*** Entries supplied ***

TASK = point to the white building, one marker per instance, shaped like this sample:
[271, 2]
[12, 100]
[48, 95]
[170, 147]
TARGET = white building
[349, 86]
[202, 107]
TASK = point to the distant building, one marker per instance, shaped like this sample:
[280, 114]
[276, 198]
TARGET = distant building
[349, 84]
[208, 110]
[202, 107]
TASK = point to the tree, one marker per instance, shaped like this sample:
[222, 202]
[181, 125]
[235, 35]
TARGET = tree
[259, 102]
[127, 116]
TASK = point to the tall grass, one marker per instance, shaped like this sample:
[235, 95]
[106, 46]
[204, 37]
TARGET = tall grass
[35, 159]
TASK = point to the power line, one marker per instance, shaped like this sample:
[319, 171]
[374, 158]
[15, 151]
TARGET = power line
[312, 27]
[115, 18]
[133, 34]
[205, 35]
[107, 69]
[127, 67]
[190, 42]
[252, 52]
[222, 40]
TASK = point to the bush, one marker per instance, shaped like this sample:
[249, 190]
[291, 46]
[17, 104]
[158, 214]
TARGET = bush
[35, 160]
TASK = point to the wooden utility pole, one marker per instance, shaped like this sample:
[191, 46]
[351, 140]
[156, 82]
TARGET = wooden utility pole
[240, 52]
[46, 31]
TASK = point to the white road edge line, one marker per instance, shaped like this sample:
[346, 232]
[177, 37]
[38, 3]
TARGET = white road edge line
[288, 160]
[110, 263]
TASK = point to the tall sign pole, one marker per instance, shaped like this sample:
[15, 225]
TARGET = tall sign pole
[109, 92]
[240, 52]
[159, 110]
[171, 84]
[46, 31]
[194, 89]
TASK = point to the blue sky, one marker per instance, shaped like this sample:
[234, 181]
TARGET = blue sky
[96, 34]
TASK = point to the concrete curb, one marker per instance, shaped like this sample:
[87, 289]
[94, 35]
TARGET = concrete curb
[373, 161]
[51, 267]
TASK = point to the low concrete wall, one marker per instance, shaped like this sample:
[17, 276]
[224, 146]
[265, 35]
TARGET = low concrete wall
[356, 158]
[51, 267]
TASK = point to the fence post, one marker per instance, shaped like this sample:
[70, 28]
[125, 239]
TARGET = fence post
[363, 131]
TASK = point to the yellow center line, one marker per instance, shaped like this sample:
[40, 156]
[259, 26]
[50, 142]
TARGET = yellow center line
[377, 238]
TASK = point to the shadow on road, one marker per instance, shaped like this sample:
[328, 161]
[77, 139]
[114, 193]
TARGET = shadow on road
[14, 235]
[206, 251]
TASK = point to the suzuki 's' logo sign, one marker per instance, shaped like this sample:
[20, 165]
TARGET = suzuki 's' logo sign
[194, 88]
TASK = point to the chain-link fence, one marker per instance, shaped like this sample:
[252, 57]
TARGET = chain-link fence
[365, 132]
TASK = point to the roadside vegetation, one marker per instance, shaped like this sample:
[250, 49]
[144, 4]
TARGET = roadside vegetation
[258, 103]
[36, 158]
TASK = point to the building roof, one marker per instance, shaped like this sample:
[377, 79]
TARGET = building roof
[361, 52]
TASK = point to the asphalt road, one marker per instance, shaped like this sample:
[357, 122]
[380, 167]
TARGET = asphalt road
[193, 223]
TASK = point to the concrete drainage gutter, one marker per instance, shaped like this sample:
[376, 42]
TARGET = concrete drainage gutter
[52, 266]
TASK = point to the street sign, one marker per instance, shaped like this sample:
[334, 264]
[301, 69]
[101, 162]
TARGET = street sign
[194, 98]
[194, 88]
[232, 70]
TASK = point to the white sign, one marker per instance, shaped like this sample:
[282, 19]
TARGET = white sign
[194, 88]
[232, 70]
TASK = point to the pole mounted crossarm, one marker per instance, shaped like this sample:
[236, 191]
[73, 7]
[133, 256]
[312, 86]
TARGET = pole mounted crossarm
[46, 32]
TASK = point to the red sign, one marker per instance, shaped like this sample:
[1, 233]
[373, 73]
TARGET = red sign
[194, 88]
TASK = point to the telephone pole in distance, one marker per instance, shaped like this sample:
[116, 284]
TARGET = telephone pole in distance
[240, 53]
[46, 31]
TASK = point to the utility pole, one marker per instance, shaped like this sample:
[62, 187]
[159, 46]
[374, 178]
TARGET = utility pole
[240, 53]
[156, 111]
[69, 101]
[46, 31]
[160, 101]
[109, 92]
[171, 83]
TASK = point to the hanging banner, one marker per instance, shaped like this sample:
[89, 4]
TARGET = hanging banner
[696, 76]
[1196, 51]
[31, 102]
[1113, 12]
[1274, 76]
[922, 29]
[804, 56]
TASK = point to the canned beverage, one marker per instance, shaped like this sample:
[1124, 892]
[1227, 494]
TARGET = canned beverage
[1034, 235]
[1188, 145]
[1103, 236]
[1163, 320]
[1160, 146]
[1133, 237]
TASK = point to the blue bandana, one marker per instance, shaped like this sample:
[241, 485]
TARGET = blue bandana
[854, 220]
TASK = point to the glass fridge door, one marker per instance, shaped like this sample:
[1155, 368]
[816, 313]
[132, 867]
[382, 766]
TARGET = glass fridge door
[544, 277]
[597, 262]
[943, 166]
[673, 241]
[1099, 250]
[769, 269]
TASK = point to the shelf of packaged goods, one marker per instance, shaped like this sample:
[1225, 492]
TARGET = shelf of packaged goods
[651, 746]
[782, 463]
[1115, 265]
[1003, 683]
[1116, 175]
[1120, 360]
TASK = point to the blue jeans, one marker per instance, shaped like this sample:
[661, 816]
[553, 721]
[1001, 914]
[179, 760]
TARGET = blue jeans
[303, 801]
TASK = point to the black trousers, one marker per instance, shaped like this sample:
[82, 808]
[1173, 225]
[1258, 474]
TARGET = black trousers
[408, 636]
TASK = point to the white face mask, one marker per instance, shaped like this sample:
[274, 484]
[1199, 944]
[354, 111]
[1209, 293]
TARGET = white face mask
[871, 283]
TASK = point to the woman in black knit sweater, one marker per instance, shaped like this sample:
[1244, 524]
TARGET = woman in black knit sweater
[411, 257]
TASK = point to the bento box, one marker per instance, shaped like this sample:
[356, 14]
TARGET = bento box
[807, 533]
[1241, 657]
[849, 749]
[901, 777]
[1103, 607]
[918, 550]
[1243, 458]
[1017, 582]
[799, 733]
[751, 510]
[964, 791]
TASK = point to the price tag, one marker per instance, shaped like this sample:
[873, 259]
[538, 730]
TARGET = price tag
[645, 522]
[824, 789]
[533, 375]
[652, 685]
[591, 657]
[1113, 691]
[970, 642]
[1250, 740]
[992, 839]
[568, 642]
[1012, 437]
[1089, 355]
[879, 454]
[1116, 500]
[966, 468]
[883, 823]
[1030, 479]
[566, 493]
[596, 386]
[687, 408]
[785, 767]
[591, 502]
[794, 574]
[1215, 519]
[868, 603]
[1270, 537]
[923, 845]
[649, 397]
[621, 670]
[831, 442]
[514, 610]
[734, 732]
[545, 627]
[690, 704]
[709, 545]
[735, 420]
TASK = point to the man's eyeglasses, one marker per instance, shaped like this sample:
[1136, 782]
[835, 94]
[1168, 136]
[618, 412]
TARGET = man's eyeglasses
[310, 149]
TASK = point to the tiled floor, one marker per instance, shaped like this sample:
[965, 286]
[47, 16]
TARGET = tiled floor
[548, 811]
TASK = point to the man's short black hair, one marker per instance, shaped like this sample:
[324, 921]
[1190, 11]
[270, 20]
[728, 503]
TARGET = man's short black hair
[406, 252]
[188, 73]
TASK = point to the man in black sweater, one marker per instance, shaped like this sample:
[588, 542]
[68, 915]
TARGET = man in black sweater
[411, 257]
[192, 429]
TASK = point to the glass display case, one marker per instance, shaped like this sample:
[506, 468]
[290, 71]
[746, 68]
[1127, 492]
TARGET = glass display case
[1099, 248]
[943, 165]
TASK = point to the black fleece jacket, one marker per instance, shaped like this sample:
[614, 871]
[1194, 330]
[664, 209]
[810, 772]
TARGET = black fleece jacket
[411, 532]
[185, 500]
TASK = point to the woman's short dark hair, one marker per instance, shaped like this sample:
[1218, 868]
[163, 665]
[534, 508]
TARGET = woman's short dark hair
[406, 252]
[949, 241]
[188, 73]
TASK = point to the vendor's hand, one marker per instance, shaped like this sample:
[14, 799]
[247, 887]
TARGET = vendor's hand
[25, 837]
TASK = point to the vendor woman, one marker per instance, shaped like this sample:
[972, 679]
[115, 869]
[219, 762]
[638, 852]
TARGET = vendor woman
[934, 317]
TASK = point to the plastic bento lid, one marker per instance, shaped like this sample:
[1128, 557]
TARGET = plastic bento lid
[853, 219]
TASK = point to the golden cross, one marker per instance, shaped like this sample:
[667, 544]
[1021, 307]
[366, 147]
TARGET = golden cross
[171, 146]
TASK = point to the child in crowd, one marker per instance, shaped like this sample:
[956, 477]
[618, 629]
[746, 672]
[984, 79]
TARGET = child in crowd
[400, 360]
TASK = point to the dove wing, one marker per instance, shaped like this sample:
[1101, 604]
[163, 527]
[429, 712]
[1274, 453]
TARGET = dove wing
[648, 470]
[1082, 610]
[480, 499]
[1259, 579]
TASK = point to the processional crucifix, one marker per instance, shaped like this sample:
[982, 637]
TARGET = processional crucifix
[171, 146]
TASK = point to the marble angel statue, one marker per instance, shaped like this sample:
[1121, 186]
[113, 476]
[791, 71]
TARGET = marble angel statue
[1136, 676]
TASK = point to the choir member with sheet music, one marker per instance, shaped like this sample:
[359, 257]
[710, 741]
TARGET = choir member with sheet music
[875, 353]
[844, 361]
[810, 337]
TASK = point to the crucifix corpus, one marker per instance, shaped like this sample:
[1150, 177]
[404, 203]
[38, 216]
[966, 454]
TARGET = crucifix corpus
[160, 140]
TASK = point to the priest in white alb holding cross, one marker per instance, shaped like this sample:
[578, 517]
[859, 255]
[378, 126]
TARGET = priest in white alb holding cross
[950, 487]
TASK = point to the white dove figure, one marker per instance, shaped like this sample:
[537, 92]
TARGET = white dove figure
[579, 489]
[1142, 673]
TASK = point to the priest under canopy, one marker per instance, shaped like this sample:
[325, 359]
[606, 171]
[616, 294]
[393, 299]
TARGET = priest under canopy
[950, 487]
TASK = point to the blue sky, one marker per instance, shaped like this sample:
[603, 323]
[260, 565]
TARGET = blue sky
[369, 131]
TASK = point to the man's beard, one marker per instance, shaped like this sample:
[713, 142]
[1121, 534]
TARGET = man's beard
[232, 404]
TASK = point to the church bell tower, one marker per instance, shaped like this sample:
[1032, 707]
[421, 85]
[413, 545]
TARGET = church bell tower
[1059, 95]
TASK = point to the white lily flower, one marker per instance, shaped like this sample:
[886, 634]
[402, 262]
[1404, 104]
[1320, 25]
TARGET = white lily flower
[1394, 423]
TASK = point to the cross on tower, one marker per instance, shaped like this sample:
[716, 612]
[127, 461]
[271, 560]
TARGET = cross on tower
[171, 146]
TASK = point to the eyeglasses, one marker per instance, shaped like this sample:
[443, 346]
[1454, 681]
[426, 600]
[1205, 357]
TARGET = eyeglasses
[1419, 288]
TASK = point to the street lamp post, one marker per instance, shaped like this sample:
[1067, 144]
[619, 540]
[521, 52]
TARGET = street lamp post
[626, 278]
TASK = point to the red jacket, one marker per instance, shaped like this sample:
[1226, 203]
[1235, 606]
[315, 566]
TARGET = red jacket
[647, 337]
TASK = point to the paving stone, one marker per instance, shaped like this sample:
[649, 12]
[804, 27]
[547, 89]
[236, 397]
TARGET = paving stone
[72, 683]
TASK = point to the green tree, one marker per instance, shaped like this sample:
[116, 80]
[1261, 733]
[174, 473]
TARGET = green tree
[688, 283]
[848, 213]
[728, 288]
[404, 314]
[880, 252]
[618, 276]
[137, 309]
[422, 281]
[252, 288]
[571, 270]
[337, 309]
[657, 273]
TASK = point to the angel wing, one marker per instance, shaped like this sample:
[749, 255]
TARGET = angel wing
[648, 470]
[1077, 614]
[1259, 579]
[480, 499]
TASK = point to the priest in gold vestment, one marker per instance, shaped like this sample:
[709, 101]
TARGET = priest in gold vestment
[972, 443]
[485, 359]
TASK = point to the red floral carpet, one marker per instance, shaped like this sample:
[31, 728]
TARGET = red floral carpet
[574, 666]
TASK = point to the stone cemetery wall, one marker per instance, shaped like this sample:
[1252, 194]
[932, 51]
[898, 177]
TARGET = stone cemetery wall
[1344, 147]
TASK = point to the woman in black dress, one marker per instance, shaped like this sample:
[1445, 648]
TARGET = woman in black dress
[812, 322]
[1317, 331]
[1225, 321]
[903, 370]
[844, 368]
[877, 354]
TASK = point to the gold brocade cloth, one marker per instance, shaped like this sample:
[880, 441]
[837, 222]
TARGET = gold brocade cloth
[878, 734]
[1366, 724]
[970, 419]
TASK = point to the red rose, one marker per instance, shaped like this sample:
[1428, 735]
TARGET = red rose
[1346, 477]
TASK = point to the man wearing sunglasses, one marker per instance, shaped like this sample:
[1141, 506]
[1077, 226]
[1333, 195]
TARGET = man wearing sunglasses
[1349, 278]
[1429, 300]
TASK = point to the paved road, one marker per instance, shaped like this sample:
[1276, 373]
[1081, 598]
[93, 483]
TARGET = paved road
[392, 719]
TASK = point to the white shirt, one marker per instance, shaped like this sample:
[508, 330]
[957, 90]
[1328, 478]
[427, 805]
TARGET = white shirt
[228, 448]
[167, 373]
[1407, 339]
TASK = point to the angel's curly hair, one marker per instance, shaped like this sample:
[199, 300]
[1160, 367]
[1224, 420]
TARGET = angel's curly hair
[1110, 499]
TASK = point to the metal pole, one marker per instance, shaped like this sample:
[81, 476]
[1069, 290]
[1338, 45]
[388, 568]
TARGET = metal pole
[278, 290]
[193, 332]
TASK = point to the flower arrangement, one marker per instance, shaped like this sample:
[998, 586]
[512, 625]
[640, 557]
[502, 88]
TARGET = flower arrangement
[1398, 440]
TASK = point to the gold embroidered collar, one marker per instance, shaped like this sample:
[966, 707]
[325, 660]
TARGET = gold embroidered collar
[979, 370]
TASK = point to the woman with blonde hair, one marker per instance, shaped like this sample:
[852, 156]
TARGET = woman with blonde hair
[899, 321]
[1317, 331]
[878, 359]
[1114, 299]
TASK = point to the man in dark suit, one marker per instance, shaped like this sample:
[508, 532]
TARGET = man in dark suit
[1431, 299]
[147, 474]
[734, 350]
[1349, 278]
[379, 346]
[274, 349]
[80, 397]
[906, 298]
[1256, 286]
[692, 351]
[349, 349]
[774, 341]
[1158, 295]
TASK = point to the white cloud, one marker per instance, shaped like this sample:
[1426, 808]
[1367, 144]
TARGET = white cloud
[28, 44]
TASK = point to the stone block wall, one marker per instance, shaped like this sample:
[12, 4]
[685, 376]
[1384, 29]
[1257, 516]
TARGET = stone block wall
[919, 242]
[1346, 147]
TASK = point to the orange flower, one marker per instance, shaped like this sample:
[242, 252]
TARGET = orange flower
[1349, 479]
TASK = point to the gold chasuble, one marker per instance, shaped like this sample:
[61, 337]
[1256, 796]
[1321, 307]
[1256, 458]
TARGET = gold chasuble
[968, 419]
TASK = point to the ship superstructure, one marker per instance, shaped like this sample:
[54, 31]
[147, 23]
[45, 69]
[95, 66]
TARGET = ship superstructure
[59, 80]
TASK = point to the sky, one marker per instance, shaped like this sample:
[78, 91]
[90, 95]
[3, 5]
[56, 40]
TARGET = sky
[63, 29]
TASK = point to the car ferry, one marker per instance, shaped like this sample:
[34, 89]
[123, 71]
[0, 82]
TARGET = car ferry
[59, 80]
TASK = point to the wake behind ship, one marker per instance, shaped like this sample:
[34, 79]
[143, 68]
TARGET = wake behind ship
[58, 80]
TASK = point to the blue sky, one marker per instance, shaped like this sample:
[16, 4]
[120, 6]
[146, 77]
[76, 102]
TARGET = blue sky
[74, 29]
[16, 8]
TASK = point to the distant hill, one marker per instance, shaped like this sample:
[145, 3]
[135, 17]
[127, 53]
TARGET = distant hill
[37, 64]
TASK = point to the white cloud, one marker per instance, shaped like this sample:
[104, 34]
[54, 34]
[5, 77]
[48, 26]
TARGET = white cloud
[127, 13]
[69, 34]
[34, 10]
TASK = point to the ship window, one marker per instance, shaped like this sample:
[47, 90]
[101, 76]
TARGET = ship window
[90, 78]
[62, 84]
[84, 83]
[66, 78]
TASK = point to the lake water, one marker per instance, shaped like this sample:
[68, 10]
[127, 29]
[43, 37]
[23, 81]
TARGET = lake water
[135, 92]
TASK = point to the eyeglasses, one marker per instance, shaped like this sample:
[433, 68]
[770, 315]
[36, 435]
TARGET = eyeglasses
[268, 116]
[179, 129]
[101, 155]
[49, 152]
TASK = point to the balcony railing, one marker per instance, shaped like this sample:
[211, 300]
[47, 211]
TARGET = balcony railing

***

Convert the lines from the one containing "TASK = point to the balcony" through the end of the items, both ends included, into a JSON list of strings with one string per line and blank lines omitted.

[
  "TASK = point to the balcony railing, one marker per instance, shaped like this sample:",
  "[211, 300]",
  "[47, 211]",
  "TARGET = balcony railing"
]